## SHORT TASK:
Write out all of the entries exactly, please.

[START OF GIVEN INFORMATION]

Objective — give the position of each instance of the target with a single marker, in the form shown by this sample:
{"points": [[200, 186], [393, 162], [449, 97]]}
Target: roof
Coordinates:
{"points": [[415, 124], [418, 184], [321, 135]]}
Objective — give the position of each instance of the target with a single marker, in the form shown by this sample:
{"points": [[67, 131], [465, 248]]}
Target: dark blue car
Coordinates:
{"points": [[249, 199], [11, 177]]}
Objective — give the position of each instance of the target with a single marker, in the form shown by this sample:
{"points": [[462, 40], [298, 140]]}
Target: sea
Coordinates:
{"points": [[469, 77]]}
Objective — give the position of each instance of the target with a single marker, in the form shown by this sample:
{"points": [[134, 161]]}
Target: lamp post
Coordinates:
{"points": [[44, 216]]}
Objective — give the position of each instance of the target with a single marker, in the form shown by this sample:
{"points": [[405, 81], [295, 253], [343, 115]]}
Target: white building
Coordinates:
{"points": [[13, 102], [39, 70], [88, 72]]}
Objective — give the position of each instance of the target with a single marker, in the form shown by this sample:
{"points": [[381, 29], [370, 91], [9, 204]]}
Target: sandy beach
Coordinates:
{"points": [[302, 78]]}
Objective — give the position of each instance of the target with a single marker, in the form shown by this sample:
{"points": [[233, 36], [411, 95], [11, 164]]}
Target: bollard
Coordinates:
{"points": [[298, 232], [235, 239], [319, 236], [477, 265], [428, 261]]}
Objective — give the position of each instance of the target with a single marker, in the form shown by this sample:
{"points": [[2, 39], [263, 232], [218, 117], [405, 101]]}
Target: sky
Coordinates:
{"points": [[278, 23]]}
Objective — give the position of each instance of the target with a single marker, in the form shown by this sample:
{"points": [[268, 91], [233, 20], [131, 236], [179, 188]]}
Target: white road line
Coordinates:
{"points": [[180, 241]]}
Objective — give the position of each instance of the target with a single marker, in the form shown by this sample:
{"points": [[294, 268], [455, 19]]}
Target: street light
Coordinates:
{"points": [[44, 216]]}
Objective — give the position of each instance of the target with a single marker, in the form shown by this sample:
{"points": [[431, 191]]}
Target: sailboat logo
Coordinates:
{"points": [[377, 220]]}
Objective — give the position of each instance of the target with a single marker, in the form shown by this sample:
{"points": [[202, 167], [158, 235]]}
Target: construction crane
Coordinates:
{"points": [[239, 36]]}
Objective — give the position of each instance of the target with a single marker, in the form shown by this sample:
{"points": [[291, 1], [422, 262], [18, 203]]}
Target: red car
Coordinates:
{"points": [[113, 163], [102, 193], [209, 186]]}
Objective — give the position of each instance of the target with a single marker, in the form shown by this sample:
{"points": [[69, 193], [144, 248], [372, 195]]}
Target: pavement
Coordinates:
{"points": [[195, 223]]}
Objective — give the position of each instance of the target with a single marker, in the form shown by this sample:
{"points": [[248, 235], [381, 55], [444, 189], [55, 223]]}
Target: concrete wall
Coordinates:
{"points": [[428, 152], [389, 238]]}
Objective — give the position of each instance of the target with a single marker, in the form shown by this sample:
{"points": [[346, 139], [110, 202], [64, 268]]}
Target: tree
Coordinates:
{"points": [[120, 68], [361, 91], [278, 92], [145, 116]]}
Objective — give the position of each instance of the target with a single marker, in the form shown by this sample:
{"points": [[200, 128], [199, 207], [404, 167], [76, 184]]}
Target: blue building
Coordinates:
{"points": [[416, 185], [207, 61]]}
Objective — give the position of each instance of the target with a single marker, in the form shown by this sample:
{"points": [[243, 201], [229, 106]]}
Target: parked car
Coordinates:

[END OF GIVEN INFORMATION]

## EXERCISE SOLUTION:
Objective — give the position of each instance of the target with a single marker, in the form shown by this sample:
{"points": [[200, 186], [393, 162], [449, 97]]}
Target: roof
Coordinates:
{"points": [[415, 124], [418, 184], [321, 135]]}
Objective — give the position of each instance of the target with a single marker, in the form shown by this sample:
{"points": [[67, 131], [465, 248]]}
Target: dark blue car
Coordinates:
{"points": [[249, 199], [11, 177]]}
Objective — give the position of each instance of the target with a single marker, in the form shown by this sample:
{"points": [[462, 40], [298, 140]]}
Target: sea
Coordinates:
{"points": [[469, 77]]}
Objective — give the position of each instance of the target with a single marker, in the form shown by this sample:
{"points": [[134, 161]]}
Target: lamp post
Coordinates:
{"points": [[44, 216]]}
Objective — give the position of each instance of the target with a single marker, in the form shown by this sample:
{"points": [[405, 81], [295, 253], [343, 115]]}
Target: white building
Coordinates:
{"points": [[13, 102], [39, 70], [88, 72]]}
Objective — give the position of each instance of the target with a single marker, in the form shown by this sample:
{"points": [[381, 29], [370, 91], [9, 204]]}
Target: sandy beach
Coordinates:
{"points": [[302, 78]]}
Objective — give the position of each instance of the target with a single marker, in the form shown by this sample:
{"points": [[233, 36], [411, 95], [11, 164]]}
Target: bollard
Coordinates:
{"points": [[298, 232], [235, 239], [319, 236], [477, 265], [428, 261]]}
Objective — give the position of each instance of the target with a single marker, in the form shown by this sample:
{"points": [[2, 39], [263, 232], [218, 117], [405, 101]]}
Target: sky
Coordinates:
{"points": [[278, 23]]}
Objective — give the position of each instance of the target with a single marker, in the form shown by this sample:
{"points": [[268, 91], [233, 20], [131, 236], [179, 188]]}
Target: white road line
Coordinates:
{"points": [[180, 241]]}
Objective — give the position of each instance of the target with a single marker, in the form shown by this sample:
{"points": [[294, 268], [455, 19]]}
Target: street light
Coordinates:
{"points": [[44, 216]]}
Objective — give the position of each instance of the target with a single marker, in the form shown by this sample:
{"points": [[431, 191]]}
Target: sailboat logo
Coordinates:
{"points": [[377, 220]]}
Objective — give the position of each instance of the target with a single marker, in the form shown by this sample:
{"points": [[202, 167], [158, 235]]}
Target: construction crane
Coordinates:
{"points": [[239, 36]]}
Objective — give the position of each instance of the target with a single marker, in the form shown by this sample:
{"points": [[291, 1], [422, 262], [18, 203]]}
Target: red car
Coordinates:
{"points": [[113, 163], [102, 193], [209, 186]]}
Objective — give the position of each instance of the target with a single marker, in the form shown by this sample:
{"points": [[69, 193], [144, 248], [372, 195]]}
Target: pavement
Coordinates:
{"points": [[195, 223]]}
Objective — give the position of each instance of the target with a single marker, in the form shown by this sample:
{"points": [[248, 235], [381, 55], [444, 189], [55, 223]]}
Target: concrete wall
Coordinates:
{"points": [[428, 152], [389, 238]]}
Objective — give the position of each instance of the target with a single marker, in the form shown by this sample:
{"points": [[346, 139], [110, 202], [64, 268]]}
Target: tree
Coordinates:
{"points": [[120, 68], [361, 91], [278, 92], [145, 116]]}
Objective — give the position of each instance of the target with a single marker, in the form shown by this sample:
{"points": [[200, 128], [199, 207], [404, 167], [76, 184]]}
Target: blue building
Coordinates:
{"points": [[416, 185], [207, 61]]}
Objective — give the position of each instance of the target with a single marker, in the form shown by this sample:
{"points": [[243, 201], [229, 106]]}
Target: parked car
Coordinates:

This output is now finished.